(Point localization data)

Segment Open

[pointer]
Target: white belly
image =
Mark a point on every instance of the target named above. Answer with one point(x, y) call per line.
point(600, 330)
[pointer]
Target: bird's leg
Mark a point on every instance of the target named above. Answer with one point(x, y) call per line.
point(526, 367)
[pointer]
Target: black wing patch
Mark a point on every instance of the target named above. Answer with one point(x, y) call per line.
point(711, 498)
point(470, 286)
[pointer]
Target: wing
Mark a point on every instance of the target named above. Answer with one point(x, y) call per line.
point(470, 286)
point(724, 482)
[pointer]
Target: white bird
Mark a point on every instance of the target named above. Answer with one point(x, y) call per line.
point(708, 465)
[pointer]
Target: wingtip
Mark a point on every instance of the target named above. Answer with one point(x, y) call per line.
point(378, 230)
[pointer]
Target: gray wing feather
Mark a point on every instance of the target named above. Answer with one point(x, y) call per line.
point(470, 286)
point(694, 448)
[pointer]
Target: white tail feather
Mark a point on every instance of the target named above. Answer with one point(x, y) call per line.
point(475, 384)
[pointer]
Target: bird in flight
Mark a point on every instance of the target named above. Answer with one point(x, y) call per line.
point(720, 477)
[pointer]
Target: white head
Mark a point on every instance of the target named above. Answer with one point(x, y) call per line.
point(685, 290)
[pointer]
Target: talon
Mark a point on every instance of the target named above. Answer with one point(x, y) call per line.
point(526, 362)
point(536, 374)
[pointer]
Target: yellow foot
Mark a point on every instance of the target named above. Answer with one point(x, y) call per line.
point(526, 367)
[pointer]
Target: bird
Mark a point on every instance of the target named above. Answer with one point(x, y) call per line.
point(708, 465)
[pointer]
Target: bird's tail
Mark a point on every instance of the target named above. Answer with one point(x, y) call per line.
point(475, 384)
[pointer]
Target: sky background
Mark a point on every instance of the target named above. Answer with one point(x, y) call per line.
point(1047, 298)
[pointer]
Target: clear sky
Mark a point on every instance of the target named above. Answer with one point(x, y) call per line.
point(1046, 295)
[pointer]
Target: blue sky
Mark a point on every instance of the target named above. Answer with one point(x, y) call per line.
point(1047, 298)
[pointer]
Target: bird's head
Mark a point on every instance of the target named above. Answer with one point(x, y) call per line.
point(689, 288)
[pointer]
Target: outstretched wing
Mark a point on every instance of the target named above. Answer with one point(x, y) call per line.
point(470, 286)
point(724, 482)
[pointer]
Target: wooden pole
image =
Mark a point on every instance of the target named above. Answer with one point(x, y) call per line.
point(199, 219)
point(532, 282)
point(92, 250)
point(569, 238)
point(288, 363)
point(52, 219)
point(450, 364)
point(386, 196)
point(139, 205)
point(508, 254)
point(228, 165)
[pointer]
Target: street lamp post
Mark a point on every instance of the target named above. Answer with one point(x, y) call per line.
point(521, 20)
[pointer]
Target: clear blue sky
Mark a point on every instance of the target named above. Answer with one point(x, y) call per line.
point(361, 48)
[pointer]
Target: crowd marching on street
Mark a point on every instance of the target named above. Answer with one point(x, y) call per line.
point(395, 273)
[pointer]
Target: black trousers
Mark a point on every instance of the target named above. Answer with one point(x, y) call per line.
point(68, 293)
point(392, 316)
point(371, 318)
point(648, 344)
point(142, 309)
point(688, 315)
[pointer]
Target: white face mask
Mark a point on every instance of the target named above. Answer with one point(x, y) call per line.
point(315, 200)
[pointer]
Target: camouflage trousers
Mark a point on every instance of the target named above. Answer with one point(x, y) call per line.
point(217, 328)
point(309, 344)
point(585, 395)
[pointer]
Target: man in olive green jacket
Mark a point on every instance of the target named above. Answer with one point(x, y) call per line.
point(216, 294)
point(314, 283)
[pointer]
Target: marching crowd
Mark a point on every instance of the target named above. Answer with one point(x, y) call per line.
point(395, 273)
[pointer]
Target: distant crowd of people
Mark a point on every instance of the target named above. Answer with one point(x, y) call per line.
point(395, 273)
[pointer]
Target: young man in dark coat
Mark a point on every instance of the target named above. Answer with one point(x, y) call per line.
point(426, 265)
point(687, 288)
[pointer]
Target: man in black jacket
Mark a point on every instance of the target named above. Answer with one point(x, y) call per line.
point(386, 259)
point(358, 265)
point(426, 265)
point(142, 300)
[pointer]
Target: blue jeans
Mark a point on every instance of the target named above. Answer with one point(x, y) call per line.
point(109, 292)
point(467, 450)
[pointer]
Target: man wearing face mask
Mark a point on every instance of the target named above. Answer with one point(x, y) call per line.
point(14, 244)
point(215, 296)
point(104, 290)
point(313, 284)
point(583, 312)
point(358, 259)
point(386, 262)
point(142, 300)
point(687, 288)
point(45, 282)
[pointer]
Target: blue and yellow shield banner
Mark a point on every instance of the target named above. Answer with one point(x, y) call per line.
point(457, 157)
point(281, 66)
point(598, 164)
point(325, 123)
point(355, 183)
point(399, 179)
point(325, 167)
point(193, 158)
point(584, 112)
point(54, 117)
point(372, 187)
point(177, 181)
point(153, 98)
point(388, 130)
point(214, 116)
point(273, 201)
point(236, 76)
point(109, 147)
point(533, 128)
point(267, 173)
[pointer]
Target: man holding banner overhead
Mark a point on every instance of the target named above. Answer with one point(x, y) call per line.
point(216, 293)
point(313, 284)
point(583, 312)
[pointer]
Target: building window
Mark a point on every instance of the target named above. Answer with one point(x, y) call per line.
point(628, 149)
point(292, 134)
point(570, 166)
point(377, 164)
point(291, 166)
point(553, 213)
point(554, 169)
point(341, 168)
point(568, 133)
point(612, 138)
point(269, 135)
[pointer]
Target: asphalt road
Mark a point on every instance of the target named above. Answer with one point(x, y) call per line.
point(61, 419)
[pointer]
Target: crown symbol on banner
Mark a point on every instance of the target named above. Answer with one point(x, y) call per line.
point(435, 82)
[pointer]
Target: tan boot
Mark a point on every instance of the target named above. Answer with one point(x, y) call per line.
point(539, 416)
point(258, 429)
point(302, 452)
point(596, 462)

Segment Closed

*The task*:
If a line of the records includes the string "clear", copy it out.

*Reply to the task*:
Target: clear sky
Target: clear blue sky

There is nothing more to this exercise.